ÉNONCÉ 1: Transcrivez fidèlement le passage de la page consacrée à la famille Muhlstein qui commence à « The MUHLSTEIN family, Polish » et se termine à « balles des mitrailleuse. ».

TEXTE DE LA PAGE:
# # # #
Muhlstein

Visa Recipients

  • MUHLSTEIN, Anatol P T
    Age 50
  • MUHLSTEIN, Anka
    Age 5
  • MUHLSTEIN, Diane née ROTHSCHILD P
    Age 33
  • MUHLSTEIN, Hélène Cécile P
    Age 4
  • MUHLSTEIN, Natalie
    Age 6

About the Family

The MUHLSTEIN family, Polish citizens, were in Bordeaux, France on June 16-17, 1940, and presumably obtained Portuguese visas from Aristides de Sousa Mendes.

They crossed into Portugal. Anatol MUHLSTEIN traveled on the Dixie Clipper seaplane from Lisbon to New York in July 1940. The rest of the family sailed on the vessel Nea Hellas from Lisbon to New York during the same period.

  • Photos
  • Testimonial

Testimonial of Anatol MUHLSTEIN

12/VI/40  Les routes offrent un spectacle lamentable: des milliers de voitures de toute sorte défilent, chargées de malles, de literie, d'ustensiles de ménage, leurs toits couverts de matelas, défense contre les balles des mitrailleuse.

13/VI/40 Parti pour le Pyla. Rencontré J. Errera à Bordeaux. Me suis concerté avec Diane au sujet du départ éventuel des enfants.

15/VI/40 Nouveau conseil des Ministres. C'est la crise: cabinet Pétain avec Weygand, d'autres généraux, Baudoin, Poenart, le premier aux Affaires, le second à l'Intérieur.  Prends mes visas espagnols.
# # # #
DONNÉES AFFICHÉES:
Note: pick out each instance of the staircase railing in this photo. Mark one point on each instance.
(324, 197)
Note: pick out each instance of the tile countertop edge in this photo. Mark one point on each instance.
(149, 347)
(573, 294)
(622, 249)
# # # #
ÉNONCÉ 2: Présentez sous forme de liste JSON de chaînes les lignes des rangées, en partant de celle qui contient « Note: pick out each instance of the tile » et en allant jusqu'à la fin des rangées, bornes incluses. Mettez une chaîne par ligne et omettez les lignes vides.

RÉPONSE RÉDIGÉE 1:
The MUHLSTEIN family, Polish citizens, were in Bordeaux, France on June 16-17, 1940, and presumably obtained Portuguese visas from Aristides de Sousa Mendes.

They crossed into Portugal. Anatol MUHLSTEIN traveled on the Dixie Clipper seaplane from Lisbon to New York in July 1940. The rest of the family sailed on the vessel Nea Hellas from Lisbon to New York during the same period.

  • Photos
  • Testimonial

Testimonial of Anatol MUHLSTEIN

12/VI/40  Les routes offrent un spectacle lamentable: des milliers de voitures de toute sorte défilent, chargées de malles, de literie, d'ustensiles de ménage, leurs toits couverts de matelas, défense contre les balles des mitrailleuse.

RÉPONSE RÉDIGÉE 2:
[
  "Note: pick out each instance of the tile countertop edge in this photo. Mark one point on each instance.",
  "(149, 347)",
  "(573, 294)",
  "(622, 249)"
]